Problem:
Beginning at the line containing "of the arched", output every line to the end of the data below exactly as it appears.

Dataset rows:
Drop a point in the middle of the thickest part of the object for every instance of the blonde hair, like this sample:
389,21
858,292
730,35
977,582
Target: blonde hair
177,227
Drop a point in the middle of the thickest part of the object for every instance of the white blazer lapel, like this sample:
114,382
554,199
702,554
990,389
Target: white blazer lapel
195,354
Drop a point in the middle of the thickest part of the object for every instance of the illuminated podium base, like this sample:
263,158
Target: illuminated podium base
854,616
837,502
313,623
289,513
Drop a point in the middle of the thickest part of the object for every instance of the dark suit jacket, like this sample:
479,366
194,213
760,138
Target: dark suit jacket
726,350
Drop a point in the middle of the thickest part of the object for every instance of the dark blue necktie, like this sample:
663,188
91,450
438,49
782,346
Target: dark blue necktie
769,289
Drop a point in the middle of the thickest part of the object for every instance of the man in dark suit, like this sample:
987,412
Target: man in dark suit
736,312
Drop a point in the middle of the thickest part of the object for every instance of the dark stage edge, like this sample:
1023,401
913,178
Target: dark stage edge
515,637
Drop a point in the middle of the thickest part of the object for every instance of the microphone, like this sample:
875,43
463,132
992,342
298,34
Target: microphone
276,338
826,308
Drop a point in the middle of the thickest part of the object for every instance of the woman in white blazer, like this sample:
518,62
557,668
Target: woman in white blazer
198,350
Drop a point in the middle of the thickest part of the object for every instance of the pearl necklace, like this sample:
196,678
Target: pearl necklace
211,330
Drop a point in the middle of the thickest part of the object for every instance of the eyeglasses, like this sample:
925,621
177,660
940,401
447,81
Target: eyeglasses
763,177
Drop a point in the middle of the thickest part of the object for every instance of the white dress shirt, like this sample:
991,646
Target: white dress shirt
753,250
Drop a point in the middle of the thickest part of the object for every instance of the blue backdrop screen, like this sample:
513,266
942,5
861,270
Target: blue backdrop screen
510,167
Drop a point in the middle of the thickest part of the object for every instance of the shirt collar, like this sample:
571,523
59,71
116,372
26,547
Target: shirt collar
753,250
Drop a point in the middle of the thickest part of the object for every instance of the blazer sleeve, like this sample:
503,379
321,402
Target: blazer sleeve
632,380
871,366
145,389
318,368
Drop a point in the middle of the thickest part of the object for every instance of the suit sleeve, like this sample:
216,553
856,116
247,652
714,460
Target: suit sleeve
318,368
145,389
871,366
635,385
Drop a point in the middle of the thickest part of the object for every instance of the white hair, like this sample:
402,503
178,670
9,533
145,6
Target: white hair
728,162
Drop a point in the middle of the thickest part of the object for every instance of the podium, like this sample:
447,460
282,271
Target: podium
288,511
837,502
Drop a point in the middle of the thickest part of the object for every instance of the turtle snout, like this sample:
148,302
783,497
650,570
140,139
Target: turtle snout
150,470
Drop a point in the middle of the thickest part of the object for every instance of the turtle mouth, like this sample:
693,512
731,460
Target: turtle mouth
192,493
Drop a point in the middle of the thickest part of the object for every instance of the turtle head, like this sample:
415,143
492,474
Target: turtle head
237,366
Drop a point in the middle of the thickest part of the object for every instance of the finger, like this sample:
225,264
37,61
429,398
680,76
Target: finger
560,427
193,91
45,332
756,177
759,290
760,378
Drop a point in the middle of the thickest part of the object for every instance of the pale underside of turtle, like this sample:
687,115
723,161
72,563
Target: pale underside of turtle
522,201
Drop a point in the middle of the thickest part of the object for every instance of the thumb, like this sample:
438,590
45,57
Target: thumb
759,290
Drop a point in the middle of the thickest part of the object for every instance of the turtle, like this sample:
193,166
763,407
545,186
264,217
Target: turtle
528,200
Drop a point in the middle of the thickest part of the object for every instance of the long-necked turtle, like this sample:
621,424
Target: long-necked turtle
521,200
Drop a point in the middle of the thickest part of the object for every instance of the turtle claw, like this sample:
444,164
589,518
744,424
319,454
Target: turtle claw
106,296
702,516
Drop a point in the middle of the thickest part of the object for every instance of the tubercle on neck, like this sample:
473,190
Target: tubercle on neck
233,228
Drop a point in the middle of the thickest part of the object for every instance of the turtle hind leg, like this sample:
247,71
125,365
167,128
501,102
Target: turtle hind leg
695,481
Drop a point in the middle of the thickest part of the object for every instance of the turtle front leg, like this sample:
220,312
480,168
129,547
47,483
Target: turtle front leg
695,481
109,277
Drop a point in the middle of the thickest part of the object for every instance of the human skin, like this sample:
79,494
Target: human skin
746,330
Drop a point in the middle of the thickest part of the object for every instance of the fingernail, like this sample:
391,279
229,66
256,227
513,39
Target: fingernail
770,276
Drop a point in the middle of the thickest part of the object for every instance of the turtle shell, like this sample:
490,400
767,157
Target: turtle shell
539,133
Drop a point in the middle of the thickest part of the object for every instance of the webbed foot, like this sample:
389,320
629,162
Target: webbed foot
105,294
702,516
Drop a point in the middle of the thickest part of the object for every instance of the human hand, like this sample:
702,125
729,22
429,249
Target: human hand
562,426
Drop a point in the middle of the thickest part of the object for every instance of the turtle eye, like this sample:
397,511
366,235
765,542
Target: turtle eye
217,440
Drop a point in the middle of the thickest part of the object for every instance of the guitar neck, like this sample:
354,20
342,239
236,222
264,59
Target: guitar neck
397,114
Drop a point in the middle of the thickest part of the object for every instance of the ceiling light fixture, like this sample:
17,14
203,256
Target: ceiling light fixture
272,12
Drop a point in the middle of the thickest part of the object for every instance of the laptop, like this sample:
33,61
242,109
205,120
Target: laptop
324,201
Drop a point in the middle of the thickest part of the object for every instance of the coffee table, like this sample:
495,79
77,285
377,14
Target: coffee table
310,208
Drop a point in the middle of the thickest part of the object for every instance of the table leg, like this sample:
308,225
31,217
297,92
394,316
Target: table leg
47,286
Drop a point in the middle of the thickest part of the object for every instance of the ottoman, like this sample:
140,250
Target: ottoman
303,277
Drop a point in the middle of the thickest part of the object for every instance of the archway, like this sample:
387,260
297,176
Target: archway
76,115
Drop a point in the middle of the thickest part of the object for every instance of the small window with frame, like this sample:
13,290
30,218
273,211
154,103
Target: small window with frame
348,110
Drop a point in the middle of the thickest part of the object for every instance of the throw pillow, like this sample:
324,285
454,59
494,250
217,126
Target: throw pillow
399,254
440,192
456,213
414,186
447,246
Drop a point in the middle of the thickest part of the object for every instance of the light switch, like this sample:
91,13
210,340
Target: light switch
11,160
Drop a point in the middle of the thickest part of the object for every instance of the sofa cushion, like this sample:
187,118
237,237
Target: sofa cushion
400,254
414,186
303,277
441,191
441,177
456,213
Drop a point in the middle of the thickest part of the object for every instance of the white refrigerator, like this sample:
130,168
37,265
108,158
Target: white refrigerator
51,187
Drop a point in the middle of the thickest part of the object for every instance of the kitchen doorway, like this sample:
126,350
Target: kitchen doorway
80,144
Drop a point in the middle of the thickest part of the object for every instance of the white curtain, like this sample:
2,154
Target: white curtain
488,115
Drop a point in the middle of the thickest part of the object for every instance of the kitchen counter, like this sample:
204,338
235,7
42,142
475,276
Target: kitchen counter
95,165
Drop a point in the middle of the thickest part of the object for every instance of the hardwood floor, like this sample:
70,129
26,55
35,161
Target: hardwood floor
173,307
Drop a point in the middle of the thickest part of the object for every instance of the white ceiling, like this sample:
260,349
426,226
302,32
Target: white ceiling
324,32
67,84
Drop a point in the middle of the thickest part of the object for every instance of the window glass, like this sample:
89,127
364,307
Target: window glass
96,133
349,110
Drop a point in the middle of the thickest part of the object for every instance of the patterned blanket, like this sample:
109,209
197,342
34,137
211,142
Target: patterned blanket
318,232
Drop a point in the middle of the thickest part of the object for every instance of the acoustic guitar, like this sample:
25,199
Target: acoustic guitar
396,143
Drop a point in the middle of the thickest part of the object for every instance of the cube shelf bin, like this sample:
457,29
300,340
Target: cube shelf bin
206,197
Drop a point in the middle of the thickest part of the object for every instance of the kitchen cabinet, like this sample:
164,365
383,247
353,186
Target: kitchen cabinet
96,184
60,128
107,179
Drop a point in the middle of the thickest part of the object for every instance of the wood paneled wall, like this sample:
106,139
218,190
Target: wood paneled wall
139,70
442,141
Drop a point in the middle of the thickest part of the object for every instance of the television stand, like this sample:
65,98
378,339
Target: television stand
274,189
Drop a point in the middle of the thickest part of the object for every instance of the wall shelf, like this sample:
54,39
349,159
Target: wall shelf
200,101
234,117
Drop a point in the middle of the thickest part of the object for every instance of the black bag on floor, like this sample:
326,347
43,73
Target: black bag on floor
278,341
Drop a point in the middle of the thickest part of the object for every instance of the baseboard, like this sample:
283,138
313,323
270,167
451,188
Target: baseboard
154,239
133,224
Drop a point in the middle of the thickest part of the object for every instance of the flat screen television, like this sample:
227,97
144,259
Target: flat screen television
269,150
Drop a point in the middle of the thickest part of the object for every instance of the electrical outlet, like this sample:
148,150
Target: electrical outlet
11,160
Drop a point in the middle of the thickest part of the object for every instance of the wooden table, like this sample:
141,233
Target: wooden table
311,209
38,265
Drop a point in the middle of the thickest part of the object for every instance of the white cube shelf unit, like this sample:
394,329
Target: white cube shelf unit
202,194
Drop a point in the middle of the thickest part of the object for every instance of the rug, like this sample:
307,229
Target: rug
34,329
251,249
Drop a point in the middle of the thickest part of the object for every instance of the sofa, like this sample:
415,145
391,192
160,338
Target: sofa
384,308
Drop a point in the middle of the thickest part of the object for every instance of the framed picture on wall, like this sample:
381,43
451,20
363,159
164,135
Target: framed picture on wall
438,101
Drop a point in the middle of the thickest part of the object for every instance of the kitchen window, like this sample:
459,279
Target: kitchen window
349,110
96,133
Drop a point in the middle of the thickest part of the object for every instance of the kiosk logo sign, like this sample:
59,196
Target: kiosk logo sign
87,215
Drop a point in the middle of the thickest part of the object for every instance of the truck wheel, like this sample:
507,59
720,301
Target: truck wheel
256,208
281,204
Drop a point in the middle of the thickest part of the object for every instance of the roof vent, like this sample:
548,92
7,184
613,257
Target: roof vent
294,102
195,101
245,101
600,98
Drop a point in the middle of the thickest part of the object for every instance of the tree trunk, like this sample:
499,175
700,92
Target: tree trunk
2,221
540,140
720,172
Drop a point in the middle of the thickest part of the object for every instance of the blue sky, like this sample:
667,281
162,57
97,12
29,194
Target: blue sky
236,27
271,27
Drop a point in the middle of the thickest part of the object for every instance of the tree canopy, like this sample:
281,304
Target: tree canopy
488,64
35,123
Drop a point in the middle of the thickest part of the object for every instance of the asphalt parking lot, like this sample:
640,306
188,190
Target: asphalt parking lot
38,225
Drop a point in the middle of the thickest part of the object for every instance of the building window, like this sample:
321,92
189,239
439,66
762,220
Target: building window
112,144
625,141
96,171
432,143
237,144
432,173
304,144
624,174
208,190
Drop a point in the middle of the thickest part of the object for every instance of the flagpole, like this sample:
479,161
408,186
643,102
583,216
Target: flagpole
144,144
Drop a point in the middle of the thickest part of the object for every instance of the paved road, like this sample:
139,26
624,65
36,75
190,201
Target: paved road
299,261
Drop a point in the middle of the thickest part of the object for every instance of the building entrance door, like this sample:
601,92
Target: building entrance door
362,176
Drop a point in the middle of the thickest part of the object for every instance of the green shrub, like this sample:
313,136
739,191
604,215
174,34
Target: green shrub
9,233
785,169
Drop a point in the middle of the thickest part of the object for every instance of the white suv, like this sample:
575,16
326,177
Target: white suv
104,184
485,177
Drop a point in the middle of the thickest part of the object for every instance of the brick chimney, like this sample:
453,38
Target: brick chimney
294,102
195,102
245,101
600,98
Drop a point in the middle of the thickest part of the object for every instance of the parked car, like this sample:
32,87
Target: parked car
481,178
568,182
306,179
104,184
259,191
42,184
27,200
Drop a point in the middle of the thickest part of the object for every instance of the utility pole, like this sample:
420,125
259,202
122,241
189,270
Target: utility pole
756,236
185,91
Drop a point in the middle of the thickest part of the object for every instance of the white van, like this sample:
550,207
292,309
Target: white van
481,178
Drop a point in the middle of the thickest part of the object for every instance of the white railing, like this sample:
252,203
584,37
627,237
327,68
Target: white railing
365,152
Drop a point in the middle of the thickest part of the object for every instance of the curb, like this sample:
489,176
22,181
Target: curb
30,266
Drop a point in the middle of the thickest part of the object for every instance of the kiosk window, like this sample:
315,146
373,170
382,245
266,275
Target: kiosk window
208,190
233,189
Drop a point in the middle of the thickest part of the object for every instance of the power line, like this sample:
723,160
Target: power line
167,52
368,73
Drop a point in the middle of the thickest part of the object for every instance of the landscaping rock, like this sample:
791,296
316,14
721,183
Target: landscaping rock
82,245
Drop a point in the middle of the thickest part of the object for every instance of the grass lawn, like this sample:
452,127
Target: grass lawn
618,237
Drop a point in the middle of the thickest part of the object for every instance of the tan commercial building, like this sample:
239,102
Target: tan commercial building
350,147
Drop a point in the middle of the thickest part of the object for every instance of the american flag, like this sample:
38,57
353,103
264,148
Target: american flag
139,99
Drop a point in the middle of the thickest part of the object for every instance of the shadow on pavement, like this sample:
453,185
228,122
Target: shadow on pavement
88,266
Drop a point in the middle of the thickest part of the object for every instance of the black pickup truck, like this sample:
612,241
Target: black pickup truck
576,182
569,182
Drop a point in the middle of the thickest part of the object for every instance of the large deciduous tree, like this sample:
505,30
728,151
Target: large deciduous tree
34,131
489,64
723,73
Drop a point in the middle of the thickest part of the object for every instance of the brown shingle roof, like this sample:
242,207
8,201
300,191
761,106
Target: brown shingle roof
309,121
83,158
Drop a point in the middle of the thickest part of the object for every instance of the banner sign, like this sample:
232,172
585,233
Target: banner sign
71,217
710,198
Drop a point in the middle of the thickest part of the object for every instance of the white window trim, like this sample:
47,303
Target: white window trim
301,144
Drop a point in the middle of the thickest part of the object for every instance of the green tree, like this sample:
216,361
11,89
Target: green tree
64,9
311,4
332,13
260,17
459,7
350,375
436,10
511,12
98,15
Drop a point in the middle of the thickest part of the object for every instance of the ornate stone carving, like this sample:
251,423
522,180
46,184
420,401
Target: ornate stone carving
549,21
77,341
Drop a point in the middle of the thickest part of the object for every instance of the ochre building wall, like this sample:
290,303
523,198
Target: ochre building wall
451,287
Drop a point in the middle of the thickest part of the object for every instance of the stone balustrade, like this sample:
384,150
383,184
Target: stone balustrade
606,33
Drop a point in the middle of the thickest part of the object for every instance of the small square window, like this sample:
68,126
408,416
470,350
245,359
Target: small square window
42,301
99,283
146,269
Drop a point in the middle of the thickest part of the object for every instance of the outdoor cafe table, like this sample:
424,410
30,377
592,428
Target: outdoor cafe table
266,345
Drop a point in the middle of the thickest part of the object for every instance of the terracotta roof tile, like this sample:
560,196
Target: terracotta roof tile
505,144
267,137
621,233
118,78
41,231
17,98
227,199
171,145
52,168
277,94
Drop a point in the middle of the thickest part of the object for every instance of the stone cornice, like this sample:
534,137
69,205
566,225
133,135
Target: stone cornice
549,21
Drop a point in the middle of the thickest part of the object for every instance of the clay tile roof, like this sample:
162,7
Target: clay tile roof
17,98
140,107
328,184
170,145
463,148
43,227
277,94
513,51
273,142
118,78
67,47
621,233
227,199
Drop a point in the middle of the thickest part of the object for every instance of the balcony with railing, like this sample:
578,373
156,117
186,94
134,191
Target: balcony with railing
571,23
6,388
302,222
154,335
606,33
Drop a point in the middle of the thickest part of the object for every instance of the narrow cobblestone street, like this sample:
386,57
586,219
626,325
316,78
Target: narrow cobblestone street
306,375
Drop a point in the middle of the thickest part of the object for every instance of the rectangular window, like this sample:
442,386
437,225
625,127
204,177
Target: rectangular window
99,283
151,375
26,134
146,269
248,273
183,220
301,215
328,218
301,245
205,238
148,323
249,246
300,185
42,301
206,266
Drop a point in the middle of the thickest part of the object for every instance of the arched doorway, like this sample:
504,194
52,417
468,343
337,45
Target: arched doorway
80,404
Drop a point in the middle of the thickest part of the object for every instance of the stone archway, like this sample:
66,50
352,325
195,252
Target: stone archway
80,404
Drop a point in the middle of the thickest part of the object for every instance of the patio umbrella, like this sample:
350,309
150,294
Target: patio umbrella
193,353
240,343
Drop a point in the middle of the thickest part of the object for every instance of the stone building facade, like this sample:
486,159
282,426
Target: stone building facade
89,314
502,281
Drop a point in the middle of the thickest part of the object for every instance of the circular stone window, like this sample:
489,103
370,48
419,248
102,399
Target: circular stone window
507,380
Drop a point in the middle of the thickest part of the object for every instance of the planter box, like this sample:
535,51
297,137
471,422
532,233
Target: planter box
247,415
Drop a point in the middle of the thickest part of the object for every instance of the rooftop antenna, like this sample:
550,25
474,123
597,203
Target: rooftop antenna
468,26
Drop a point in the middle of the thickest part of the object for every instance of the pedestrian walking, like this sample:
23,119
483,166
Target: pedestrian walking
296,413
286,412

Exercise response:
Drop a point in the middle of the thickest part of the object for every instance of the arched doorway, like this sample:
504,194
52,417
468,343
337,45
Target: arched doorway
80,404
Drop a point in the middle of the thickest part of the object for every instance of the stone archway, like this sample:
66,50
352,325
195,252
Target: stone archway
80,404
Drop a point in the middle of the thickest part of the object for every instance of the patio umbrella, like this sample:
350,309
150,294
Target: patio umbrella
193,353
240,343
Drop a point in the middle of the thickest part of the object for every instance of the stone building facade, like this sample:
486,159
282,426
Target: stone building facade
89,314
502,281
Drop a point in the middle of the thickest part of the object for every instance of the circular stone window, like this sample:
489,103
370,48
419,248
102,399
Target: circular stone window
507,380
Drop a point in the middle of the thickest part of the object for every instance of the planter box, like this sample:
535,51
297,137
471,422
532,233
Target: planter box
247,415
Drop a point in the middle of the thickest part of the object for every instance of the rooftop antenna, like this sample:
550,25
474,123
597,203
Target: rooftop antenna
468,26
Drop a point in the middle of the thickest part of the object for every instance of the pedestrian walking, like this sample:
23,119
483,166
Target: pedestrian walking
296,413
286,412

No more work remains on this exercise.